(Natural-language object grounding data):
'''
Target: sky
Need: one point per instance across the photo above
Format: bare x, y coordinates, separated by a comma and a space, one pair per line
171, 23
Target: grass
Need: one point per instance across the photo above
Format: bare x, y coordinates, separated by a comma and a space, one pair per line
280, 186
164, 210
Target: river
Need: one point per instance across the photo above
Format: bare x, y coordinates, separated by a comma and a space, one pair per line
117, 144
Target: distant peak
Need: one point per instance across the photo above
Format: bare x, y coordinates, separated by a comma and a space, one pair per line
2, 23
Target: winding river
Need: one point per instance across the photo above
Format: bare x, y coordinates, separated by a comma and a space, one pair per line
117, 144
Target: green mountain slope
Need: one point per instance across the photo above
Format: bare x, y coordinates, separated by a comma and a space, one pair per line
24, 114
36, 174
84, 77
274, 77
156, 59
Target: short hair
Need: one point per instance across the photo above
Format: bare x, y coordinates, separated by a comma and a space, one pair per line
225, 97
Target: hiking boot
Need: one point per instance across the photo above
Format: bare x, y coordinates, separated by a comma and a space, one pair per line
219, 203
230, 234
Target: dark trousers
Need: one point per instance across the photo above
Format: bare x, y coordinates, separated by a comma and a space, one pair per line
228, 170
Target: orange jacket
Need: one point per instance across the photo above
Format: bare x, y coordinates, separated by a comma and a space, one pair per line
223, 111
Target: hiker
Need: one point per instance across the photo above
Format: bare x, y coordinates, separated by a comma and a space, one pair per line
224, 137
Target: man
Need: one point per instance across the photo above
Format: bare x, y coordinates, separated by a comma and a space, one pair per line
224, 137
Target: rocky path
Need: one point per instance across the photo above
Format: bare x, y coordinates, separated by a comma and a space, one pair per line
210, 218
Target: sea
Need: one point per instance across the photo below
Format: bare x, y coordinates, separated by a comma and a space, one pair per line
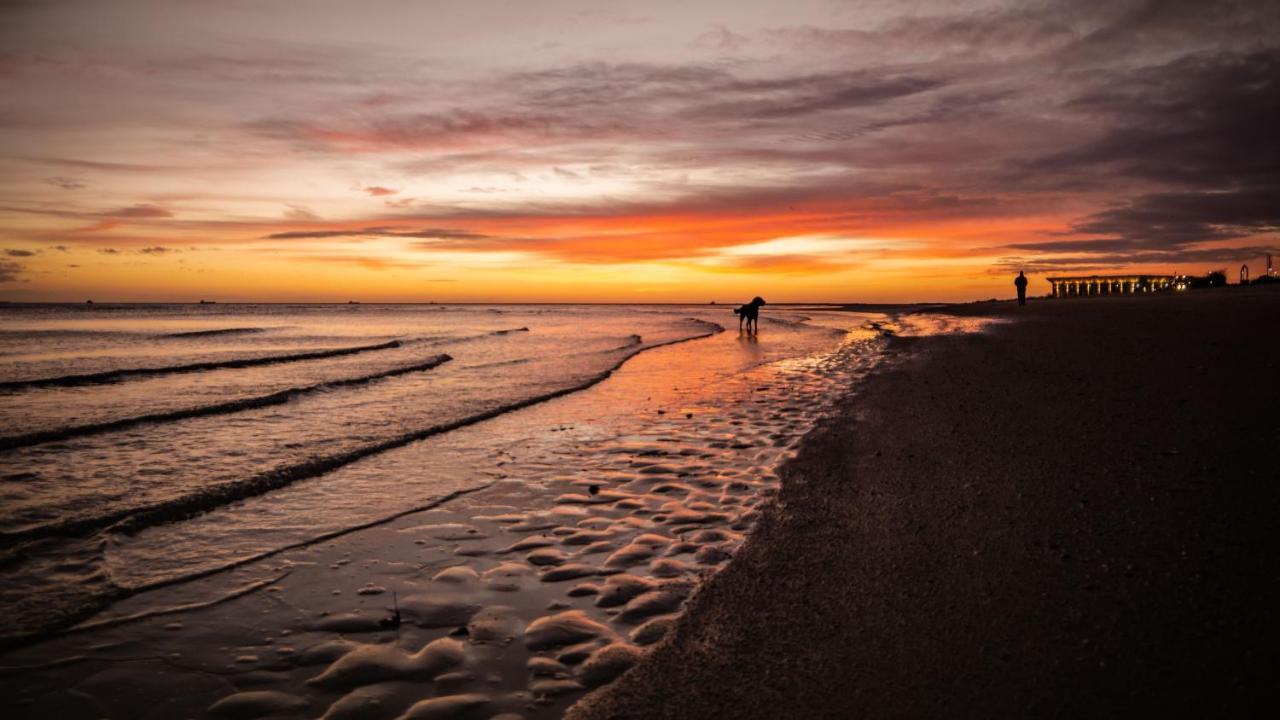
144, 446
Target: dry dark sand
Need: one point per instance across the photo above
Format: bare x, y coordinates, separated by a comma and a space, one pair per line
1069, 515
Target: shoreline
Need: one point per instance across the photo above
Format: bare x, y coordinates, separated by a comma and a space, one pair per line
1065, 515
524, 580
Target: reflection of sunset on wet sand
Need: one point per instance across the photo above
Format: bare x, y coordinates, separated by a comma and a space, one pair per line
598, 360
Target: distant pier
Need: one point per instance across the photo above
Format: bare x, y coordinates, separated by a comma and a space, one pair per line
1111, 285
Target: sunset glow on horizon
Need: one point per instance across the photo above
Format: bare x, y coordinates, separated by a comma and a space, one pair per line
808, 151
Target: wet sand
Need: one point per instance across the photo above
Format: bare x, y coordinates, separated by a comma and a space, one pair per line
1068, 515
598, 515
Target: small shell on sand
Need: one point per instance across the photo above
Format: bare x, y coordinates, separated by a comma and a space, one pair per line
576, 654
552, 687
529, 543
654, 602
608, 662
435, 610
621, 588
379, 662
451, 707
456, 574
362, 703
256, 703
584, 589
570, 572
653, 630
496, 623
563, 628
325, 652
712, 555
668, 568
545, 668
348, 623
545, 556
448, 532
629, 555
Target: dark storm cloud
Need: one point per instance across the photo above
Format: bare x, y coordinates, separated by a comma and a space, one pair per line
816, 94
1203, 128
1112, 260
1202, 121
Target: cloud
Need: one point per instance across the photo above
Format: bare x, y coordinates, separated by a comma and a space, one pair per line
137, 212
64, 182
368, 261
1202, 121
9, 270
440, 233
300, 213
1115, 260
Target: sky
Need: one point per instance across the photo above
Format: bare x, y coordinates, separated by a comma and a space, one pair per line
658, 151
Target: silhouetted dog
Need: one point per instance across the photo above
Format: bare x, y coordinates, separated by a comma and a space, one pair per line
750, 313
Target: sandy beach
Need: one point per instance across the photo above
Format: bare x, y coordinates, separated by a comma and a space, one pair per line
1056, 510
560, 543
1068, 515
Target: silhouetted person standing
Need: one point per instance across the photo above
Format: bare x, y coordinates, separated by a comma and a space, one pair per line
1020, 283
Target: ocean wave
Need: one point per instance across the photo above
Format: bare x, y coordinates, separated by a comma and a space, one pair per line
128, 373
133, 519
216, 409
218, 332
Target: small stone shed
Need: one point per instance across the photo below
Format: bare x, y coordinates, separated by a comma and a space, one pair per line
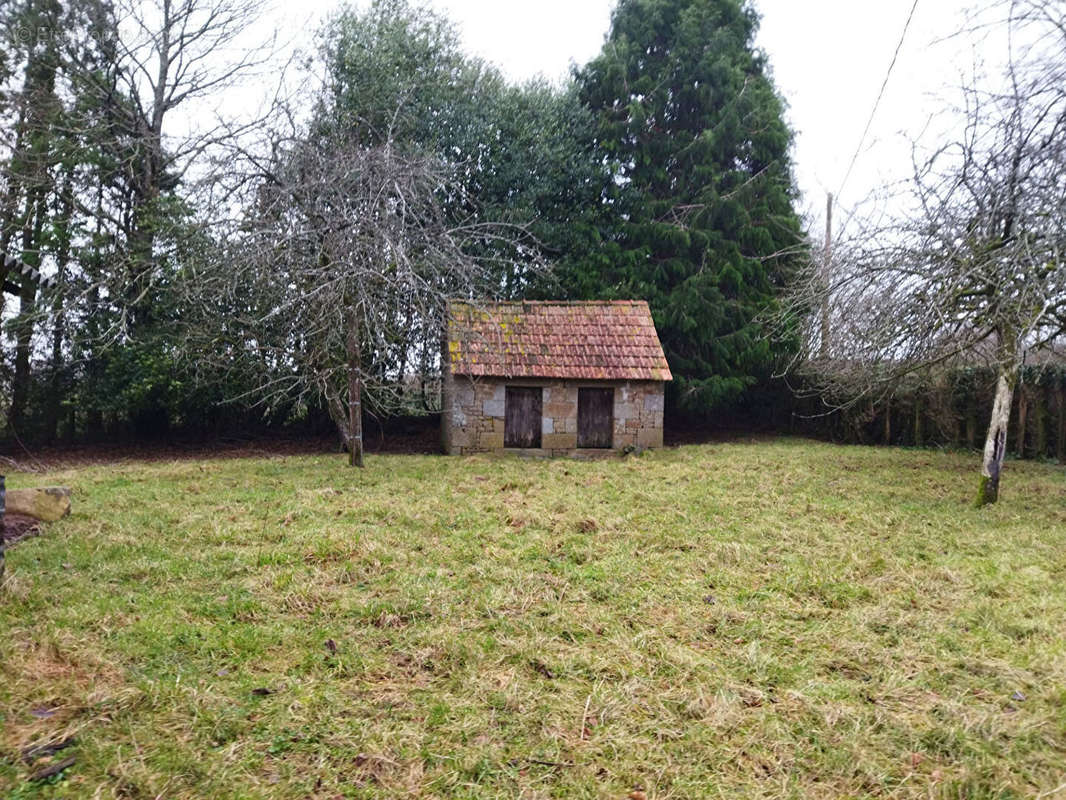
'''
(TASK PROMPT): Once you find the line containing "Target: ocean wave", transcribe it and each line after it to the end of the records exactly, and leave out the pictures.

(SOLUTION):
Target: ocean wave
Need: one point per instance across the photo above
Format: bare x, y coordinates, separated by a comma and a space, one pair per line
128, 373
133, 519
216, 409
218, 332
Target: small stone shed
Need: one point per instance across the photo below
Format: bare x, y coordinates, separated by a comma and a space, one pair per line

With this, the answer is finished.